___ Supplied material

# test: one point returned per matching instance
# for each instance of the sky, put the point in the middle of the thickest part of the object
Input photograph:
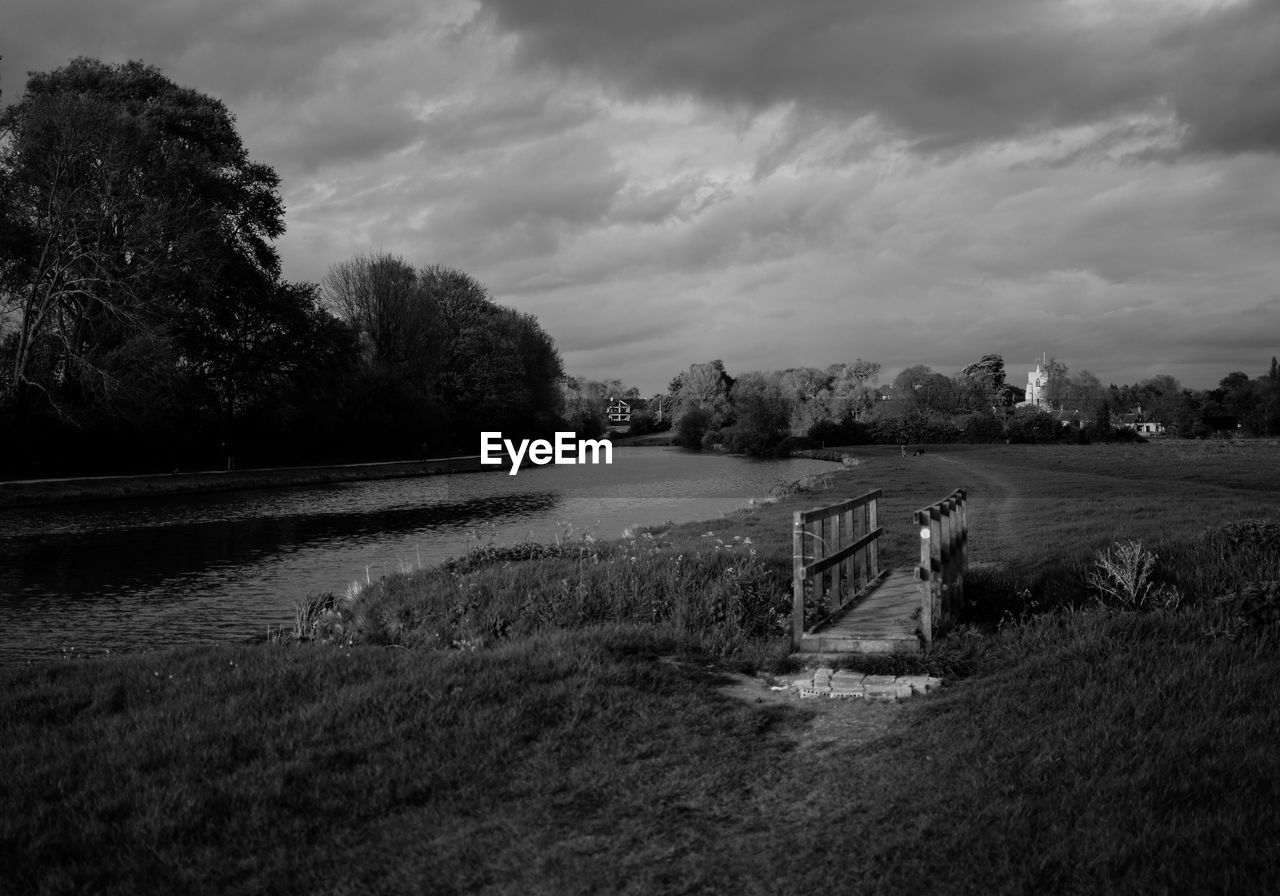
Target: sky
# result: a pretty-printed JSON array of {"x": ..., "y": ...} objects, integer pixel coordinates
[{"x": 773, "y": 184}]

______

● **The task**:
Each line above that contains the word "instance" should be copied.

● **Solved exercise**:
# test: one point returned per matching instance
# for each instance of the sky, put the point in the middle of the thickest part of the object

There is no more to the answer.